INSTRUCTIONS TO FOLLOW:
From the listing below, output only the lines starting at the line that has "target | motorboat" and ending at the line that has "sample | <point>35,379</point>", exactly as they appear, ends included.

EXERCISE MATERIAL below:

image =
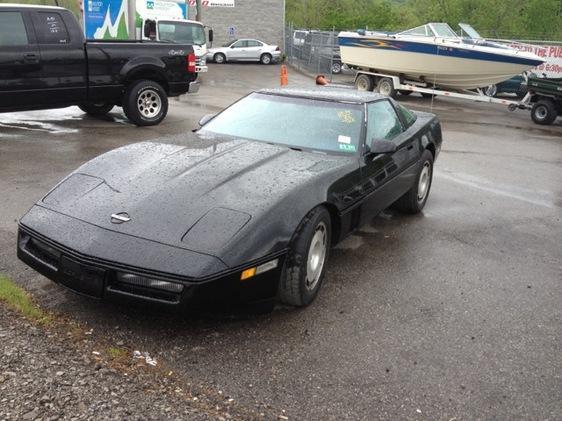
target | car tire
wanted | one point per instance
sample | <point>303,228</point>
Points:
<point>306,260</point>
<point>336,67</point>
<point>491,91</point>
<point>145,103</point>
<point>364,83</point>
<point>219,58</point>
<point>544,112</point>
<point>414,199</point>
<point>96,109</point>
<point>386,87</point>
<point>266,59</point>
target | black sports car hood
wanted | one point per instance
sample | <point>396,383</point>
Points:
<point>206,198</point>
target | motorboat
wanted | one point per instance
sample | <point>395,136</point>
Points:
<point>434,54</point>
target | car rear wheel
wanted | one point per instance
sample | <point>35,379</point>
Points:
<point>265,59</point>
<point>219,58</point>
<point>414,199</point>
<point>96,109</point>
<point>145,103</point>
<point>306,261</point>
<point>364,83</point>
<point>544,112</point>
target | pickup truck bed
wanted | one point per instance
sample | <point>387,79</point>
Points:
<point>45,62</point>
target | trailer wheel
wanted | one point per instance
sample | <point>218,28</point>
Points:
<point>386,87</point>
<point>364,83</point>
<point>544,112</point>
<point>145,103</point>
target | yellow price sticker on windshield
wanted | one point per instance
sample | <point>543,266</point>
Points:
<point>346,116</point>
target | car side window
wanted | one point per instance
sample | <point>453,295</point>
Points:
<point>382,121</point>
<point>12,29</point>
<point>51,28</point>
<point>408,117</point>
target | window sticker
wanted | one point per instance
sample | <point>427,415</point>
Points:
<point>347,148</point>
<point>346,116</point>
<point>344,139</point>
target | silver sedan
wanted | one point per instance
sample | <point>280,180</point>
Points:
<point>245,50</point>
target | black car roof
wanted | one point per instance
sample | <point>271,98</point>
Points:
<point>336,94</point>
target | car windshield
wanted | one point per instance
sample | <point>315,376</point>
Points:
<point>300,123</point>
<point>182,32</point>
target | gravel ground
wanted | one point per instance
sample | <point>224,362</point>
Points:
<point>55,373</point>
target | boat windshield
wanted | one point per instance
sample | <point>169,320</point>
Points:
<point>441,30</point>
<point>469,31</point>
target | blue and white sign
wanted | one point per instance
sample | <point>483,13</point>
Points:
<point>106,19</point>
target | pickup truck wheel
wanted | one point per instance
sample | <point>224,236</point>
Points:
<point>145,103</point>
<point>544,112</point>
<point>219,58</point>
<point>414,199</point>
<point>265,58</point>
<point>386,87</point>
<point>305,265</point>
<point>96,109</point>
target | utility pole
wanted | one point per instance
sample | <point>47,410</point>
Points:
<point>131,21</point>
<point>198,14</point>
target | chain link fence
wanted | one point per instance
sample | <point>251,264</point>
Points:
<point>315,52</point>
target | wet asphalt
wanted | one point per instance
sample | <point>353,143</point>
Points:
<point>452,314</point>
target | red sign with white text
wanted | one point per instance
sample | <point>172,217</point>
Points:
<point>552,55</point>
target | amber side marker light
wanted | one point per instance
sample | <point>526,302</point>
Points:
<point>257,270</point>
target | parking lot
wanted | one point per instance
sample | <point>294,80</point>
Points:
<point>453,314</point>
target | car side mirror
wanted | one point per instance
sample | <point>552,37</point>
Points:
<point>149,28</point>
<point>205,119</point>
<point>380,147</point>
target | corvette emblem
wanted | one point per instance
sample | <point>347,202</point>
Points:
<point>119,218</point>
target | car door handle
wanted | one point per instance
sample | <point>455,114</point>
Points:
<point>30,58</point>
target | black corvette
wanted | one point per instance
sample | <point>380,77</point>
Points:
<point>245,208</point>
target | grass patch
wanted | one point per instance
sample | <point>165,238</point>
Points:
<point>18,299</point>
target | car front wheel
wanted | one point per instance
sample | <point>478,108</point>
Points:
<point>265,59</point>
<point>306,261</point>
<point>414,199</point>
<point>219,58</point>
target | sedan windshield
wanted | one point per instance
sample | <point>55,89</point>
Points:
<point>295,122</point>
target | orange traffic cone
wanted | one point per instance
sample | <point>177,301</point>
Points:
<point>284,75</point>
<point>321,80</point>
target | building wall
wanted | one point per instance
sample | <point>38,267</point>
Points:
<point>261,19</point>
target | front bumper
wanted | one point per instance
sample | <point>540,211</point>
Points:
<point>103,279</point>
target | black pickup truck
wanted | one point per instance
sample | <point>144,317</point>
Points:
<point>45,62</point>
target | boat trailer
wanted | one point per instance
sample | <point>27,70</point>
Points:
<point>390,85</point>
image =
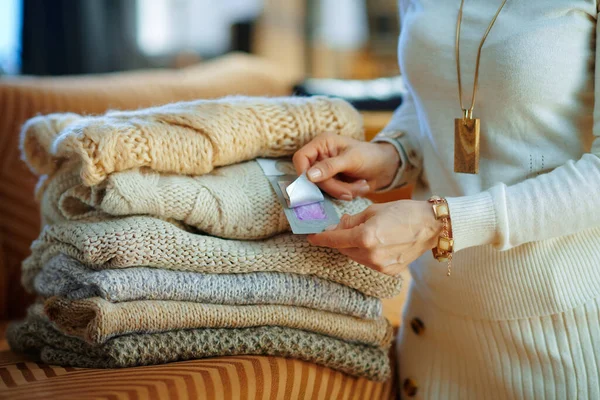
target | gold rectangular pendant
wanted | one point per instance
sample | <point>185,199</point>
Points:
<point>466,145</point>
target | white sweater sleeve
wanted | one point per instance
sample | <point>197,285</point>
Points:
<point>561,202</point>
<point>403,132</point>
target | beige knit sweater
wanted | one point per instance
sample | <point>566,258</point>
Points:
<point>97,320</point>
<point>189,138</point>
<point>235,202</point>
<point>145,241</point>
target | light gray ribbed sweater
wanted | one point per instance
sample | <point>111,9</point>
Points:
<point>66,276</point>
<point>144,241</point>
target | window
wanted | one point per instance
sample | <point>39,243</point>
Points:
<point>10,36</point>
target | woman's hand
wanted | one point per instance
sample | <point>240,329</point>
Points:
<point>386,237</point>
<point>345,167</point>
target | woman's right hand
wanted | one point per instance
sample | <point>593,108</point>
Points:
<point>346,168</point>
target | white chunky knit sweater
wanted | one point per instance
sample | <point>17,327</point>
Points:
<point>519,317</point>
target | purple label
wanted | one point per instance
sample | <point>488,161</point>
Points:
<point>314,211</point>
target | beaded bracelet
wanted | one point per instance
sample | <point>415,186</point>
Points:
<point>444,250</point>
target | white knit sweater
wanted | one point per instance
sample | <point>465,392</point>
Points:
<point>519,317</point>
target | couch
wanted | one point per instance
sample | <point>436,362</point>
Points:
<point>227,377</point>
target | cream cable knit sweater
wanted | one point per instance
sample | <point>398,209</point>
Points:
<point>144,241</point>
<point>67,277</point>
<point>518,318</point>
<point>234,202</point>
<point>189,138</point>
<point>97,320</point>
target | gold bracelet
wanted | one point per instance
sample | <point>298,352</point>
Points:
<point>444,250</point>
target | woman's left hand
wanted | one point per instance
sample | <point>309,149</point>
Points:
<point>385,237</point>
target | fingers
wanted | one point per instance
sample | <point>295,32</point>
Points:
<point>350,221</point>
<point>320,146</point>
<point>337,239</point>
<point>330,167</point>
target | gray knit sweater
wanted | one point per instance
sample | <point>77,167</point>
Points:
<point>145,241</point>
<point>38,337</point>
<point>66,276</point>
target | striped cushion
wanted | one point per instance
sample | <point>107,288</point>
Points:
<point>251,377</point>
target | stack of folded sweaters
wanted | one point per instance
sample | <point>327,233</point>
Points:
<point>164,241</point>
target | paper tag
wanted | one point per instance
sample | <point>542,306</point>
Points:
<point>305,207</point>
<point>302,192</point>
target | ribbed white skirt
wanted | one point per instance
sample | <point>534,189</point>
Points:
<point>445,356</point>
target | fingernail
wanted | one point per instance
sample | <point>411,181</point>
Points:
<point>314,173</point>
<point>364,190</point>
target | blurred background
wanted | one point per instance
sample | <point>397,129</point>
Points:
<point>348,39</point>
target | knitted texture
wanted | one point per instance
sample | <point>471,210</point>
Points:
<point>67,277</point>
<point>97,320</point>
<point>235,202</point>
<point>184,138</point>
<point>144,241</point>
<point>36,336</point>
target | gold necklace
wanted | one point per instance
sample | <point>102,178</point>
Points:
<point>466,129</point>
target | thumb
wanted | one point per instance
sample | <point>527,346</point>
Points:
<point>350,221</point>
<point>330,167</point>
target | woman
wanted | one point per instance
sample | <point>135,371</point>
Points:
<point>518,317</point>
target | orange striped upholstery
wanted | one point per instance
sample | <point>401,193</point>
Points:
<point>251,377</point>
<point>23,98</point>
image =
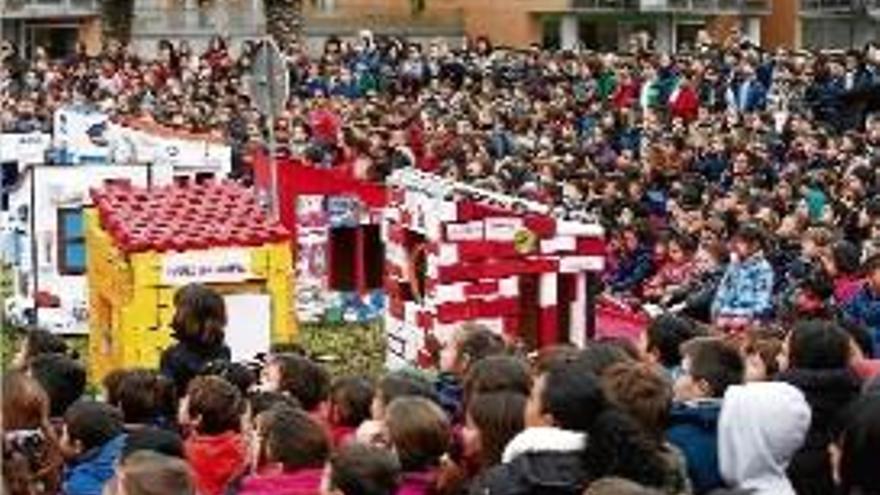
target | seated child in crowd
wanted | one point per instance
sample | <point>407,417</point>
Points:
<point>291,449</point>
<point>392,386</point>
<point>62,377</point>
<point>709,367</point>
<point>37,342</point>
<point>300,377</point>
<point>359,469</point>
<point>419,432</point>
<point>211,413</point>
<point>470,344</point>
<point>350,400</point>
<point>145,397</point>
<point>676,270</point>
<point>91,442</point>
<point>31,460</point>
<point>151,473</point>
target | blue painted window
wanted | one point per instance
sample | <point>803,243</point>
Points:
<point>71,242</point>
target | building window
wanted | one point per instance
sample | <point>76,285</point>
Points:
<point>71,242</point>
<point>343,267</point>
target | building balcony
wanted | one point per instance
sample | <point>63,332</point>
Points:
<point>350,19</point>
<point>825,8</point>
<point>697,7</point>
<point>45,9</point>
<point>160,18</point>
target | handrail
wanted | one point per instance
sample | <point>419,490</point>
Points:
<point>681,6</point>
<point>48,8</point>
<point>233,19</point>
<point>354,19</point>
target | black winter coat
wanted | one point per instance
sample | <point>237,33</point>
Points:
<point>828,392</point>
<point>184,360</point>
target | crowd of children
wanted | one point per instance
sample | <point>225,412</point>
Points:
<point>739,189</point>
<point>682,411</point>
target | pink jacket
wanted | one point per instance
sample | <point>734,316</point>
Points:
<point>420,483</point>
<point>301,482</point>
<point>845,288</point>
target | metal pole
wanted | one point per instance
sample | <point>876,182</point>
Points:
<point>273,161</point>
<point>592,292</point>
<point>35,256</point>
<point>273,171</point>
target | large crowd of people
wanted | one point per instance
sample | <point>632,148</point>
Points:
<point>739,190</point>
<point>683,411</point>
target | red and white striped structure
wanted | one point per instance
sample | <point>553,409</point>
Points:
<point>456,254</point>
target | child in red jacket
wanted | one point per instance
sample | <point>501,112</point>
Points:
<point>350,401</point>
<point>291,449</point>
<point>215,449</point>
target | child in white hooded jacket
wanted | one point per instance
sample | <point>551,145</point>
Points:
<point>761,427</point>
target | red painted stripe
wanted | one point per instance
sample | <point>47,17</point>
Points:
<point>481,288</point>
<point>594,246</point>
<point>395,307</point>
<point>543,226</point>
<point>476,250</point>
<point>548,326</point>
<point>473,210</point>
<point>453,312</point>
<point>424,320</point>
<point>495,269</point>
<point>511,326</point>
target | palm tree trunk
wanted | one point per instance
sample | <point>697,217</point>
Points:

End of EXERCISE MATERIAL.

ANSWER BOX:
target | motorboat
wanted | one point per instance
sample | <point>395,136</point>
Points:
<point>434,54</point>
target | car rear wheel
wanted | one point per instance
sample | <point>35,379</point>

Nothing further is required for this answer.